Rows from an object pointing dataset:
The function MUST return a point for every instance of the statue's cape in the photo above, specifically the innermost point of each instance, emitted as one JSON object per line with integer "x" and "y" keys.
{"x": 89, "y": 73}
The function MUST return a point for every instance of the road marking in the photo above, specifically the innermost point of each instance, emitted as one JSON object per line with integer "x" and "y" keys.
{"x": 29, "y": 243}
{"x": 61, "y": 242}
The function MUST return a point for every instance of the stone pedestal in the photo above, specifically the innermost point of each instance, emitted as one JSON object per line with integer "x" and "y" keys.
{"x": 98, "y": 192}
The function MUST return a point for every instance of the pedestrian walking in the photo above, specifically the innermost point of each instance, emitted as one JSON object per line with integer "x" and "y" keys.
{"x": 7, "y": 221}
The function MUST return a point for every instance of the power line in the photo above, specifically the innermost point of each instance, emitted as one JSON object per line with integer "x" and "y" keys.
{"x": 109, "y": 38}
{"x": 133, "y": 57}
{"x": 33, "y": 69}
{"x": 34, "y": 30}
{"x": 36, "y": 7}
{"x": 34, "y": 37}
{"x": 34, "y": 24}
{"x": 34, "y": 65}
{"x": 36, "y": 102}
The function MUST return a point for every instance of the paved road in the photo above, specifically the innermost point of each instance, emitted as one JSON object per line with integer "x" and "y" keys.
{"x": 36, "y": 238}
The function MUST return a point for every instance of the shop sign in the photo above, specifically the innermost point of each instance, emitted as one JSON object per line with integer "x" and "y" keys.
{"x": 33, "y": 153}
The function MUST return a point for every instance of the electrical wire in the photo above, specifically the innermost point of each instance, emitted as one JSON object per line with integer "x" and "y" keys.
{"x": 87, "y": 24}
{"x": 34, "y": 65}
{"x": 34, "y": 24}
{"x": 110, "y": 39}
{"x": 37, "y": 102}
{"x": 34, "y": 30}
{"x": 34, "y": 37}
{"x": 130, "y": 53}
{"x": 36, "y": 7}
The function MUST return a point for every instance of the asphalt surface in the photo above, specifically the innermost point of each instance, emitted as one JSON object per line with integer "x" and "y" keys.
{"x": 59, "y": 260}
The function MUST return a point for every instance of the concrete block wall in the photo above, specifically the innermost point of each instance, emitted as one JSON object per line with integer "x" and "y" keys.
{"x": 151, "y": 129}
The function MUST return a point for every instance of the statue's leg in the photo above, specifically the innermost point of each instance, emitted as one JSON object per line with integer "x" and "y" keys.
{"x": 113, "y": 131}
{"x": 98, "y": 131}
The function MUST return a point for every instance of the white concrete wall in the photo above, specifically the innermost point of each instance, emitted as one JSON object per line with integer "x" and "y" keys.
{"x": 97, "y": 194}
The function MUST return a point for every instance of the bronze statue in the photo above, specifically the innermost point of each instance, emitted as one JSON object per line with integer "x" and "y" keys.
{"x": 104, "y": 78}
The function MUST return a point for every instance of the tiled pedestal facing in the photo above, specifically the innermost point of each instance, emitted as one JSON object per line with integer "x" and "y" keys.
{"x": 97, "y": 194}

▶ **Direction**:
Reproduce every line of the entries above without changing a character.

▶ **The response**:
The function MUST return a point for every instance of the statue's cape in the photo above, specifically the innermost point of each instance, emitted as one JSON object per line with integer "x" and "y" keys.
{"x": 89, "y": 73}
The function MUST return a point for every instance of the road marking in the photo above, specifically the innermost point of each instance, emitted as one JSON object per line with integer "x" and "y" keys.
{"x": 29, "y": 243}
{"x": 61, "y": 242}
The function MUST return a point for every instance of the stone pedestal in the photo above, specifically the innermost point of each instance, emitted as one JSON object per line with integer "x" and "y" keys.
{"x": 98, "y": 192}
The function MUST return a point for every instance of the pedestrian walking in the photo above, specifically the innermost point of each instance, emitted as one JSON object per line with integer "x" and "y" keys.
{"x": 7, "y": 221}
The function MUST return a point for every instance of the power line in the photo above, specifically the innermost point of each instance, emitted as one JSON object per line with integer "x" and "y" keys.
{"x": 109, "y": 38}
{"x": 133, "y": 57}
{"x": 33, "y": 69}
{"x": 34, "y": 30}
{"x": 36, "y": 7}
{"x": 34, "y": 37}
{"x": 34, "y": 24}
{"x": 34, "y": 65}
{"x": 36, "y": 102}
The function MUST return a point for every instance of the paved road in the photo above, specifically the innermost point of each instance, emitted as one JSON object per line with integer "x" and "y" keys.
{"x": 36, "y": 238}
The function MUST return a point for every instance of the shop sign in the photo above, specifically the innermost point of each instance, emitted as one JSON object per line with integer "x" and "y" keys.
{"x": 33, "y": 153}
The function MUST return a point for every instance of the electrical wire in the photo above, specifically the innermost point of each instance, emitted as one JSON object per line with integer "x" and "y" keys.
{"x": 87, "y": 24}
{"x": 34, "y": 65}
{"x": 34, "y": 24}
{"x": 110, "y": 39}
{"x": 37, "y": 102}
{"x": 34, "y": 30}
{"x": 34, "y": 37}
{"x": 130, "y": 53}
{"x": 36, "y": 7}
The function MUST return a point for every instance of the asphalt surface in the photo above, specifically the innermost point of each instance, emitted as one JSON object per line with integer "x" and "y" keys.
{"x": 59, "y": 260}
The function MUST return a point for every instance of the concrete block wall in the photo above, specifically the innermost point of each instance, emitted as one JSON object per line with integer "x" and "y" keys.
{"x": 151, "y": 129}
The function MUST return a point for every instance of the statue's leg in the photo above, specifically the innermost point of each instance, emitted as one JSON object per line with integer "x" and "y" keys.
{"x": 113, "y": 131}
{"x": 98, "y": 131}
The function MUST return a point for every instance of the white concrete wall in the photo above, specifically the innermost point of each instance, emitted as one JSON object per line with integer "x" and "y" keys.
{"x": 97, "y": 194}
The function MUST return a point for every instance of the bronze statue in the photo above, specifically the innermost point of each instance, emitted as one JSON object per line with integer "x" and "y" keys.
{"x": 104, "y": 78}
The function MUST return a point for every instance of the tiled pedestal facing in the photo above, specifically the innermost point of each instance, emitted as one JSON object per line with integer "x" and "y" keys.
{"x": 97, "y": 194}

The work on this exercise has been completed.